• **Job 1**
In the text on retail taxation, give again the part between "Most of the" and "our city centres.", inclusive, swapping "small businesses" for "local traders".
• **Job 2**
Extend the text on retail taxation with the paragraphs that would come next.

• **Extracted text**
========================================

The retail sector is facing extremely challenging trading conditions.  Consumer and business confidence is low, and many of our retailers have told us that sales volumes are down.  This week, we heard that Marks and Spencer’s first half-year profits fell as cash-strapped shoppers cut back on purchases of clothes and furniture.  M&S is just one of the many victims that have been caught in the drastic slowdown on our high streets.  Its chief executive has indicated that the slowdown is set to continue. 

 

Most of the large retailers rely on high turnover and low profit margins, and are assessed as stand-alone commercial entities by their parent companies.  The chamber would caution the Committee not to make a short-term taxation decision based on the perceived success of this sector. 

 

Where do we go from here?  The proposed rates relief scheme is welcome, but it is just a small piece of the support that small businesses need.  The estimated savings of £730 per annum is not substantial enough to ensure the survival of small businesses or to encourage more business start-ups.  Retailers face a number of difficulties including lack of demand, securing finances, online retail growth, high inflation, difficulty in passing on rising costs and very fragile customer confidence.  We must be realistic about what this extra taxation support can do in terms of supporting our city centres. 

 

I ask the Committee to consider looking at a number of alternative solutions, and I will give some examples.  Instead of a large retail levy, we would ask the Committee to consider a public health levy on business that sell alcohol with a net annual value (NAV) of more than £500,000.  That would also tie into the public health policies of other Committees as well as rebalancing the out-of-town versus city centre discrepancies.  This would raise 75% of the £6·5 million required, with the remainder being raised through efficiency savings in the rates department itself, by making sure that the considerable rates revenue owed is collected. 

 

The Londonderry Chamber of Commerce would also like the Department to consider bringing forward legislation to support the development of business improvement districts.  The chamber believes that Northern Ireland requires good, expedient planning policies to support and protect town centres.

========================================

• **Information supplied**

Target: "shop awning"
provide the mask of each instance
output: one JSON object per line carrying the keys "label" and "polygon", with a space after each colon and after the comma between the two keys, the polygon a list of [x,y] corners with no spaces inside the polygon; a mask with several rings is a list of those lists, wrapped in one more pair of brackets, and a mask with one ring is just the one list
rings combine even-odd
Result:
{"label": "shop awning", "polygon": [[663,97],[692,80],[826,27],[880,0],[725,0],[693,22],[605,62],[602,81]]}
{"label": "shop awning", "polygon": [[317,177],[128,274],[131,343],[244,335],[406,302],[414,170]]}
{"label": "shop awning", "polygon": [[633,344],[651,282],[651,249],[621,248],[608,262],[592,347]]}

========================================

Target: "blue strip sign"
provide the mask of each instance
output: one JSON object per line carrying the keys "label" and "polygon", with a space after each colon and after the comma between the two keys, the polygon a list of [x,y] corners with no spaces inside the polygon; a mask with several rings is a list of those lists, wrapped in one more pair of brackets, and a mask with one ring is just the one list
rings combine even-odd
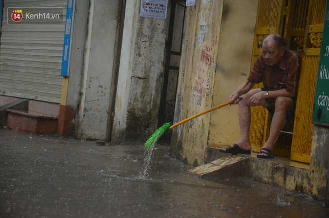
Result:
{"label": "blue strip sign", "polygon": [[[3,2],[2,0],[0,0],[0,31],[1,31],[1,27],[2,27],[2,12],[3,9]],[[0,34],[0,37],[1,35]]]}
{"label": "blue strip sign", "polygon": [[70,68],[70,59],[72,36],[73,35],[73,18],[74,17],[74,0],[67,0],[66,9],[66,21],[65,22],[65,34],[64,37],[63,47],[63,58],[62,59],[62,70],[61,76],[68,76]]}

========================================

• **Exercise result 1**
Most of the large retailers rely on high turnover and low profit margins, and are assessed as stand-alone commercial entities by their parent companies.  The chamber would caution the Committee not to make a short-term taxation decision based on the perceived success of this sector. 

 

Where do we go from here?  The proposed rates relief scheme is welcome, but it is just a small piece of the support that local traders need.  The estimated savings of £730 per annum is not substantial enough to ensure the survival of local traders or to encourage more business start-ups.  Retailers face a number of difficulties including lack of demand, securing finances, online retail growth, high inflation, difficulty in passing on rising costs and very fragile customer confidence.  We must be realistic about what this extra taxation support can do in terms of supporting our city centres.

• **Exercise result 2**
Finally, I commend to the Committee the Scottish Government’s economic plan, “Plan McB”.  They have prioritised capital spending, and they want George Osborne to give them money to invest in building more houses and a series of road projects.  Putting Northern Ireland back to work, capital investment in roads infrastructure and our universities are what will ultimately protect our small businesses and, indeed, our town and city centres.

 

The Deputy Chairperson:

Thank you very much, Ms McLaughlin.

 

Mr Cathal Austin (Newry Chamber of Commerce):

On behalf of Newry Chamber of Commerce and Trade, I thank the Committee for giving us the opportunity to outline our position on the consultation entitled ‘Rating of Commercial Properties:  Small Businesses, Large Retail Properties and Empty Shops’.

 

Newry chamber acknowledges the Department’s proposals as a step in the right direction to help to support our towns and city centres, many of which have been decimated over the past decade by bad planning decisions that have led to exponential growth in out-of-town retail developments.  The future of many locations, like Newry, is under threat because of multiple major out-of-town planning applications.

 

As you are all well aware, the recession has hit the retail industry extremely hard.  Newry is no exception.  Perhaps it suffered a sharper decline, given the economic problems in the South, which forms a sizeable portion of our hinterland.  Shuttered-up shop windows are now commonplace on our high streets.  Our towns and city centres require urgent attention, rejuvenation, investment and a reason for people to return.  The Department’s draft proposals, although not ideal in their current format, show that the Department is attempting to address some of the issues in our city centres.  We welcome that as a first step on the road, but it is not really the final destination.  That has to be the rejuvenation of our city centres.

 

To set the position of Newry chamber in context, our membership database and the Newry business community primarily consists of small businesses.  The extension of the small business rates relief scheme will assist a large number of our members by alleviating some of the burden of rates from what are cash-strapped businesses.  Newry chamber supports the ‘Fair Rates for Small Traders’ five-point plan.  Newry Chamber of Commerce and Trade broadly welcomes the Department of Finance and Personnel’s proposals to extend the small business rates relief scheme towards a NAV of £10,000, which will paid by large retailers.  Three fifths of that will be met by large out-of-town multiple superstores, many of which pay less per square foot in rates than many town centre independent traders.

 

To ensure that the scheme assists those who require it most, Newry chamber proposes that the beneficiaries be restricted to independent retailers and the independent service sector providers.  That measure will reduce the overall number of beneficiaries of the rates relief scheme, and the subsequent increase in reserves should be apportioned to those that were defined previously, namely independent retailers and service providers.  That would increase their rates relief from the proposed £750 a year to a more substantial and meaningful amount.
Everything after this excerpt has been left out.